**WHAT IS ASKED**
Reproduce the stretch of entries from the line containing "segment --target=jersey number" through the line containing "94L75 94L74 89L73", replacing "team logo on helmet" with "helmet decal" and leaving everything else unchanged.

────────────────

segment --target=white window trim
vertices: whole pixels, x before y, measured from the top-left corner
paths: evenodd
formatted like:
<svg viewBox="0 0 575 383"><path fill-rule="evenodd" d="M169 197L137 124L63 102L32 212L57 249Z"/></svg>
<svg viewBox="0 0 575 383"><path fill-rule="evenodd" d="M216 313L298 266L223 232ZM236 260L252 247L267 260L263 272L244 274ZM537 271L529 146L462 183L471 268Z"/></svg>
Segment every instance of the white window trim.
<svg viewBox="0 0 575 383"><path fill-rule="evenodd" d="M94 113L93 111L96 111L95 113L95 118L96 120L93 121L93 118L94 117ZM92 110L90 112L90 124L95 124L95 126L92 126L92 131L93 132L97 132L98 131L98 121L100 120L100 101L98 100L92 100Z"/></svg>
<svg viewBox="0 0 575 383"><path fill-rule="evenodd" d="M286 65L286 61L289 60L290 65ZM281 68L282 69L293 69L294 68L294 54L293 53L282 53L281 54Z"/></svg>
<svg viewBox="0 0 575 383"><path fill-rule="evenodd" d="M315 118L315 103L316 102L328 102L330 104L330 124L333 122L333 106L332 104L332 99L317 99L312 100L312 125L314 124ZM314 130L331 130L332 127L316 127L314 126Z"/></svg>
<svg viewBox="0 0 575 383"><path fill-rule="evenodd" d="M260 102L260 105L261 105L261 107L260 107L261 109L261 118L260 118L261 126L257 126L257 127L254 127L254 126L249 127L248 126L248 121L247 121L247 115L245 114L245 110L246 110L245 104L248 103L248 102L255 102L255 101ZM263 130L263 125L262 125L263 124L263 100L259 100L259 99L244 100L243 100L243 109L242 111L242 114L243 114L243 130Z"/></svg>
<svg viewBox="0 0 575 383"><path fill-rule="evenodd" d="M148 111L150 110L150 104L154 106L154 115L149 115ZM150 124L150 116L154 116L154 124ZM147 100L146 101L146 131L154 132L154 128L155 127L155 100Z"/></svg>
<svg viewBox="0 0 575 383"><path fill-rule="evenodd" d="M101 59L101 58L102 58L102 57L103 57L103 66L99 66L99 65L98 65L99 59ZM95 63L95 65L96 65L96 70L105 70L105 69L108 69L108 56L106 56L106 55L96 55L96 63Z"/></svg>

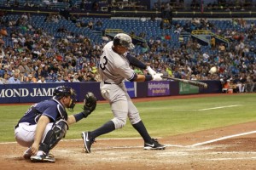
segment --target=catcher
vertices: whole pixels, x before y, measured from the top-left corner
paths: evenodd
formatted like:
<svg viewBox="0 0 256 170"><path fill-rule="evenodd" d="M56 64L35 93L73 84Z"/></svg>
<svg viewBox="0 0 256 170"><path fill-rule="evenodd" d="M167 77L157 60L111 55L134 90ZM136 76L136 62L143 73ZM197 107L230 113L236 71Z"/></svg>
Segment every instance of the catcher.
<svg viewBox="0 0 256 170"><path fill-rule="evenodd" d="M86 118L96 106L96 99L88 92L84 101L84 110L68 116L76 105L74 90L67 86L57 87L53 98L32 105L15 127L15 139L22 146L28 147L25 159L34 162L55 162L49 154L58 142L65 137L68 126Z"/></svg>

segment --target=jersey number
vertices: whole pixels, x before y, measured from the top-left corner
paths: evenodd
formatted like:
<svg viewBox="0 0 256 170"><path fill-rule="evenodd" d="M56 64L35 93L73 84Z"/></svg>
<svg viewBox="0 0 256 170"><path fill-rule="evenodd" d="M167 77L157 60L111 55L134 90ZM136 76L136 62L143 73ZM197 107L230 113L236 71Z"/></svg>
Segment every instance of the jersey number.
<svg viewBox="0 0 256 170"><path fill-rule="evenodd" d="M106 65L108 64L108 59L106 56L103 57L103 63L100 63L100 67L102 71L105 71L106 69Z"/></svg>

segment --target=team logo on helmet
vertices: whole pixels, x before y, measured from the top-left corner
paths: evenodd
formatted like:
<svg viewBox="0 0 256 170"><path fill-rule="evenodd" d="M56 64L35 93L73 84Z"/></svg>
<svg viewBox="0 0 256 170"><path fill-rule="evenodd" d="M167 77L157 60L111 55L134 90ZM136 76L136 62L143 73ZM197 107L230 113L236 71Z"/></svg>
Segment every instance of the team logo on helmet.
<svg viewBox="0 0 256 170"><path fill-rule="evenodd" d="M134 45L131 42L131 37L124 33L119 33L115 35L113 40L113 45L120 45L122 47L127 48L128 49L134 48Z"/></svg>
<svg viewBox="0 0 256 170"><path fill-rule="evenodd" d="M76 94L75 94L74 89L73 89L72 88L67 87L67 86L59 86L54 90L53 95L57 99L60 99L63 97L70 96L72 100L67 108L71 109L71 110L73 110L73 109L74 108L74 106L76 105L76 101L77 101Z"/></svg>

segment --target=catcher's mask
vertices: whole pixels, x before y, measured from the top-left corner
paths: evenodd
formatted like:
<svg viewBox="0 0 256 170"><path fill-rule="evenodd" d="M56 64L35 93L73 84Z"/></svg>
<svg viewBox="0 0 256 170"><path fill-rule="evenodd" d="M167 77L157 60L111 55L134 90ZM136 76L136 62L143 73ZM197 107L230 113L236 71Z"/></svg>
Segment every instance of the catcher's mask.
<svg viewBox="0 0 256 170"><path fill-rule="evenodd" d="M67 109L71 112L73 111L73 108L77 101L74 89L67 86L59 86L54 90L53 95L55 96L57 99L70 96L71 100L69 105L67 106Z"/></svg>
<svg viewBox="0 0 256 170"><path fill-rule="evenodd" d="M114 46L119 45L127 48L128 49L134 48L134 45L131 42L131 37L127 34L124 34L124 33L119 33L115 35L113 40L113 44Z"/></svg>

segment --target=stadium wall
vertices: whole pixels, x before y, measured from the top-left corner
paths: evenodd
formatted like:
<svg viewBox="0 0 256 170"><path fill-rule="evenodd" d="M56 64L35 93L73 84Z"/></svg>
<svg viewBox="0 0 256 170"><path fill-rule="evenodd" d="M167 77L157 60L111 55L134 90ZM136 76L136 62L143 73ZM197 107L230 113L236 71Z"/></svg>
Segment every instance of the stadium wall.
<svg viewBox="0 0 256 170"><path fill-rule="evenodd" d="M173 81L131 82L125 82L125 87L131 98L147 98L155 96L174 96L196 94L221 93L219 81L203 81L208 88ZM75 89L78 102L83 102L84 95L90 91L98 100L104 100L100 92L100 82L65 82L35 84L4 84L0 86L0 104L36 103L53 96L55 88L66 85Z"/></svg>

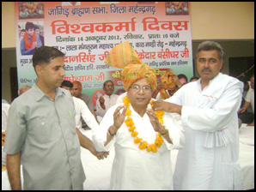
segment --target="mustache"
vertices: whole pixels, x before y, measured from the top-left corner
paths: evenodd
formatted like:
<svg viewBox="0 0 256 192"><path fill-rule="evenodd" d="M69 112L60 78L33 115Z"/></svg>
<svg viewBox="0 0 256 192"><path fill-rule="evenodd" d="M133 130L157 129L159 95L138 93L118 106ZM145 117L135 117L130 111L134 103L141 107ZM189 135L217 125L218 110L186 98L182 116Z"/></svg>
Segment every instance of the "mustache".
<svg viewBox="0 0 256 192"><path fill-rule="evenodd" d="M210 72L211 72L211 70L210 69L210 68L204 68L204 69L202 69L202 72L204 72L204 70L209 70Z"/></svg>

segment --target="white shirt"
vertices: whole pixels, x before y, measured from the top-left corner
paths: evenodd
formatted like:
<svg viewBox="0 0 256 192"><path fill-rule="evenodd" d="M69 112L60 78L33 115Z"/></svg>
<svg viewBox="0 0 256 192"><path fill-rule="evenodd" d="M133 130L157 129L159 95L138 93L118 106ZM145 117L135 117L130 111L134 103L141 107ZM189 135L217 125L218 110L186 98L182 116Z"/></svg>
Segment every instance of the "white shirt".
<svg viewBox="0 0 256 192"><path fill-rule="evenodd" d="M103 110L101 108L101 103L99 101L100 99L98 99L96 100L96 111L97 111L98 116L104 117L104 115L106 114L107 111L110 107L113 106L116 104L119 96L119 95L117 95L117 94L112 94L111 96L108 96L107 94L103 95L102 97L105 99L105 102L104 102L104 105L105 105L105 107L106 107L105 110Z"/></svg>
<svg viewBox="0 0 256 192"><path fill-rule="evenodd" d="M174 189L242 189L237 117L242 83L220 73L202 91L200 80L166 99L183 106L186 145L177 156Z"/></svg>
<svg viewBox="0 0 256 192"><path fill-rule="evenodd" d="M247 102L249 102L249 103L251 103L252 108L253 108L253 114L254 114L254 89L250 88L248 90L245 100L247 101Z"/></svg>
<svg viewBox="0 0 256 192"><path fill-rule="evenodd" d="M165 138L157 153L148 153L138 148L138 144L133 142L125 123L118 130L112 141L104 147L107 141L107 131L113 123L113 112L123 104L111 107L101 123L101 129L94 132L93 141L97 151L109 151L114 145L115 157L113 164L110 189L173 189L173 172L170 160L170 151L181 148L184 145L184 135L181 127L170 113L163 116L164 125L169 130L169 135L174 144ZM151 108L150 105L148 106ZM156 136L147 114L141 117L130 105L136 131L138 137L154 143Z"/></svg>
<svg viewBox="0 0 256 192"><path fill-rule="evenodd" d="M99 123L96 122L94 116L92 114L92 112L88 108L87 105L83 100L82 100L79 98L72 97L74 105L75 105L75 111L76 111L76 127L80 129L82 129L82 123L80 121L81 116L83 118L84 122L92 129L96 129L99 127Z"/></svg>
<svg viewBox="0 0 256 192"><path fill-rule="evenodd" d="M168 90L167 90L167 93L168 93L168 96L171 97L171 95L169 94L169 92L168 92ZM157 95L156 95L156 97L155 97L155 99L156 99L156 100L164 100L164 99L162 99L161 98L161 93L160 93L160 92L157 93Z"/></svg>
<svg viewBox="0 0 256 192"><path fill-rule="evenodd" d="M2 103L2 130L6 130L9 105Z"/></svg>

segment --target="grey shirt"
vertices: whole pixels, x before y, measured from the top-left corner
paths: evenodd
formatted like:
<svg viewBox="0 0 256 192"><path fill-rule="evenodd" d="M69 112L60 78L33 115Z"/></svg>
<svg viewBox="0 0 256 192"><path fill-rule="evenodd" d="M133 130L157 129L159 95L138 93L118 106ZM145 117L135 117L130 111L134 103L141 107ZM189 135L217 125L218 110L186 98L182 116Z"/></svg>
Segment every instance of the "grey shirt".
<svg viewBox="0 0 256 192"><path fill-rule="evenodd" d="M69 91L57 88L52 100L34 84L13 101L4 152L20 151L23 189L81 189L85 175Z"/></svg>

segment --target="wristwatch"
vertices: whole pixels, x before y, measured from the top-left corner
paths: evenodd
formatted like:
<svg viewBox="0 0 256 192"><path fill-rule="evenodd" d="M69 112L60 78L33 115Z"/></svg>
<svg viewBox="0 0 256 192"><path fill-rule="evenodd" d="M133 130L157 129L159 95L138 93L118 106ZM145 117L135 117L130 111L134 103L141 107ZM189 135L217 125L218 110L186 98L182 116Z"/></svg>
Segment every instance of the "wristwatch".
<svg viewBox="0 0 256 192"><path fill-rule="evenodd" d="M111 135L111 136L114 136L115 135L116 135L116 133L115 134L112 134L111 132L110 132L110 129L112 128L112 126L110 126L109 128L108 128L108 129L107 129L107 133L109 134L109 135Z"/></svg>
<svg viewBox="0 0 256 192"><path fill-rule="evenodd" d="M168 129L166 126L164 126L164 129L165 129L164 134L161 134L162 136L165 136L169 131Z"/></svg>

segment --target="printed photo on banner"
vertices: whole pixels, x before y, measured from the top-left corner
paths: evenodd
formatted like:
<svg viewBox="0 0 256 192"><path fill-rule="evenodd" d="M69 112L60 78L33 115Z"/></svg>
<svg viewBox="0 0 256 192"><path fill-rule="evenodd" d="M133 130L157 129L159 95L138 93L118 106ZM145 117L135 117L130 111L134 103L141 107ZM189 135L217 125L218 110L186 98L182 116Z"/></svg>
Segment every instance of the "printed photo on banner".
<svg viewBox="0 0 256 192"><path fill-rule="evenodd" d="M169 69L190 79L189 8L189 2L15 2L19 86L34 81L32 56L36 47L47 45L65 53L64 79L79 81L82 93L94 99L103 82L112 80L113 93L119 94L124 88L120 69L105 61L111 50L125 41L157 77ZM44 17L39 18L40 14Z"/></svg>
<svg viewBox="0 0 256 192"><path fill-rule="evenodd" d="M20 30L20 46L22 56L33 55L36 48L45 45L43 21L19 22L19 33Z"/></svg>
<svg viewBox="0 0 256 192"><path fill-rule="evenodd" d="M19 19L45 18L43 2L19 2Z"/></svg>

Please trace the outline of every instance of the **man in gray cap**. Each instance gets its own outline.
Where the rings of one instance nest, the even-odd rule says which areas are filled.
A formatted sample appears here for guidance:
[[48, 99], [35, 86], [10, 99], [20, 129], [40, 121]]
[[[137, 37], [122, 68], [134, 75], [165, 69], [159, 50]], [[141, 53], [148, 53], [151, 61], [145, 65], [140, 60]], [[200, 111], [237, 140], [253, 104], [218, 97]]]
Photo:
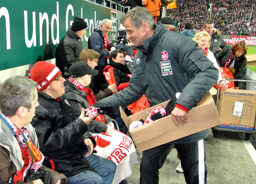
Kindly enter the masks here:
[[68, 29], [66, 35], [56, 48], [56, 66], [65, 78], [68, 77], [67, 74], [69, 67], [74, 62], [78, 61], [78, 58], [83, 50], [79, 39], [82, 39], [86, 34], [88, 27], [83, 19], [78, 17], [74, 17], [71, 28]]
[[179, 30], [176, 28], [174, 20], [170, 17], [163, 17], [160, 19], [158, 22], [162, 23], [169, 31], [180, 32]]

────────────────

**ANSWER TO THE PROBLEM**
segment --target=jersey number
vertices: whole pixels, x before y, measured from the top-left corner
paths: evenodd
formatted like:
<svg viewBox="0 0 256 170"><path fill-rule="evenodd" d="M56 64L35 93L73 84Z"/></svg>
<svg viewBox="0 0 256 170"><path fill-rule="evenodd" d="M167 77L157 60L111 55L134 90ZM136 76L136 62L143 73ZM197 107L230 113L236 71Z"/></svg>
Segment every instance of the jersey number.
<svg viewBox="0 0 256 170"><path fill-rule="evenodd" d="M106 65L108 64L108 59L106 56L103 57L103 63L100 63L100 67L102 71L105 71L106 69Z"/></svg>

segment --target=helmet decal
vertices: whole pixels, x before y, measured from the top-left corner
paths: evenodd
formatted like:
<svg viewBox="0 0 256 170"><path fill-rule="evenodd" d="M56 64L35 93L73 84Z"/></svg>
<svg viewBox="0 0 256 170"><path fill-rule="evenodd" d="M167 77L157 60L111 55L134 90ZM136 76L136 62L143 73ZM197 107L230 113L236 71Z"/></svg>
Segment every instance of the helmet decal.
<svg viewBox="0 0 256 170"><path fill-rule="evenodd" d="M134 45L131 42L131 37L124 33L119 33L115 35L113 40L113 45L120 45L122 47L127 48L128 49L134 48Z"/></svg>
<svg viewBox="0 0 256 170"><path fill-rule="evenodd" d="M76 94L75 94L74 89L73 89L72 88L67 87L67 86L59 86L54 90L53 95L57 99L60 99L63 97L70 96L72 100L67 108L71 109L71 110L73 110L73 109L74 108L74 106L76 105L76 101L77 101Z"/></svg>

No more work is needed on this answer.